> _PROVIDED PASSAGE_:
------------
Once in a while, though, he’ll accidentally say what he’s thinking, and in the process, give his rivals valuable campaign ammunition.
Republican presidential frontrunner Mitt Romney suggested he doesn’t support foreclosure relief for the millions of Americans struggling with underwater mortgages, untold numbers of which have been the victims of fraudulent lending or foreclosure practices.
In a filmed interview with the editorial board of the Las Vegas Review-Journal, a newspaper serving the hardest-hit foreclosure state in the union, Romney criticized President Barack Obama for not foreclosing on American families fast enough.
“Don’t try to stop the foreclosure process. Let it run its course and hit the bottom,” Romney said when asked what he would do to jump-start the floundering housing market.
The video of the comments is online here.
This probably isn’t a position that will hurt Romney in the Republican primaries, but if he’s looking ahead to the general election, it won’t help the GOP ticket if the nominee is the pro-foreclosure candidate. The number of voters hostile towards underwater homeowners and foreclosed-upon families is probably pretty small.
------------
> _SET TASK 1_:
According to the passage on Romney's foreclosure comments, which newspaper's editorial board interviewed Romney?
> _SET TASK 2_:
Pick up the passage on Romney's foreclosure comments after its final sentence and continue it.

> _GIVEN DATA_:
------------
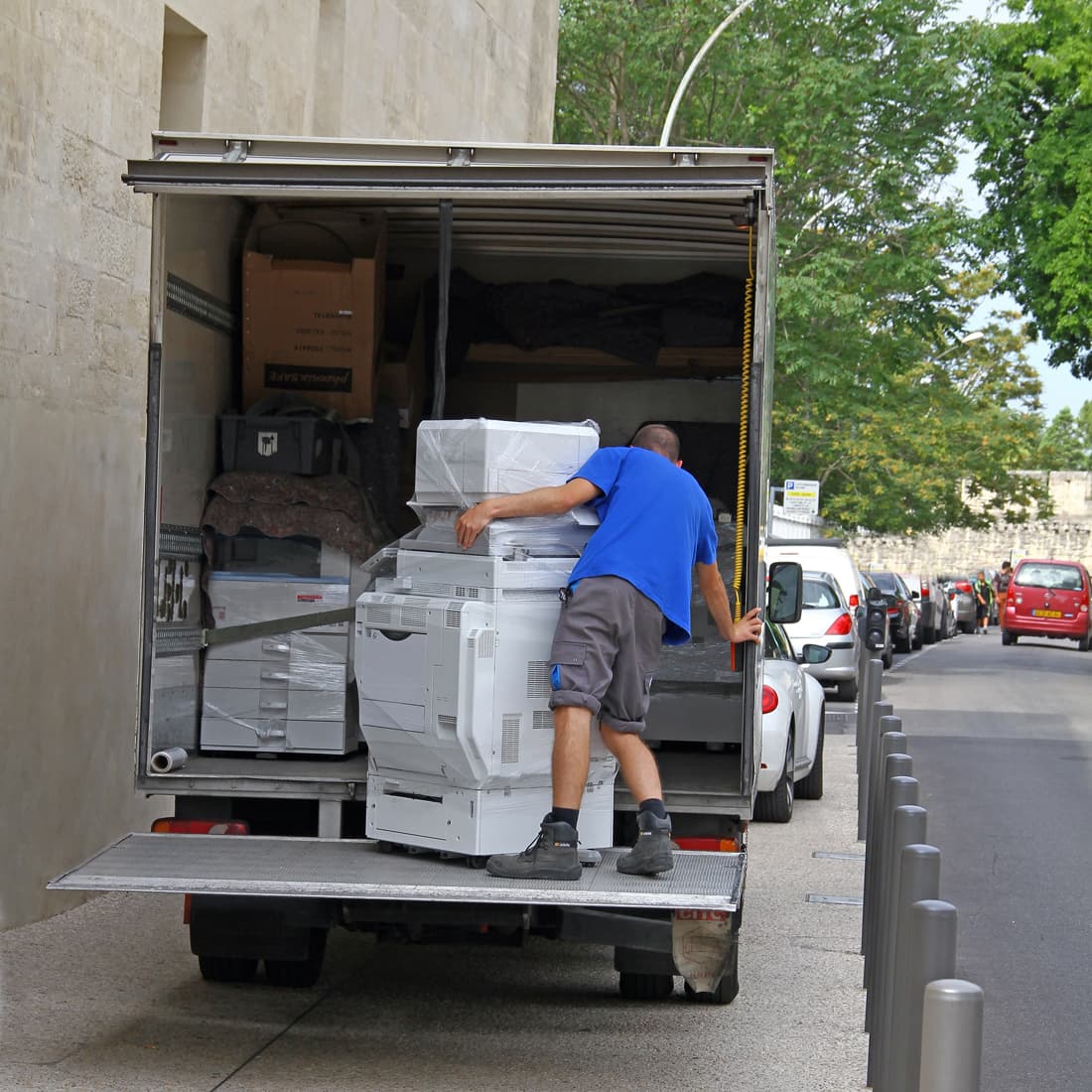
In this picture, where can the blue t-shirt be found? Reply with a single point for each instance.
------------
> _EXERCISE OUTPUT 1_:
The Las Vegas Review-Journal.

> _EXERCISE OUTPUT 2_:
As Zach Carter noted, this is especially true given that so many banks have been engaged in outrageous practices, including foreclosing on homes without any authority to do so, and in some cases, approving thousands of foreclosure filings without even validating the claims.
Not surprisingly, it didn’t take long for the Obama campaign to weigh in.
“Mitt Romney’s message to Nevada homeowners struggling to pay their mortgage bills is simple: you’re on your own, so step aside,” Obama campaign spokesman Ben LaBolt said in a written statement. “Instead of offering an opportunity, like President Obama has, for responsible homeowners who were scammed by their lender or trapped by falling housing prices to refinance, Governor Romney believes we should instead let the foreclosure process ‘run its course and hit the bottom’ so that investors can come in and make a quick buck after families lose their homes.”
There’s also the larger context to consider. Romney — who pays a lower tax rate than working-class families, despite being a multi-millionaire — is also running on a platform of higher middle-class taxes, more massive tax breaks for the wealthy, and allowing Wall Street to do whatever it wants.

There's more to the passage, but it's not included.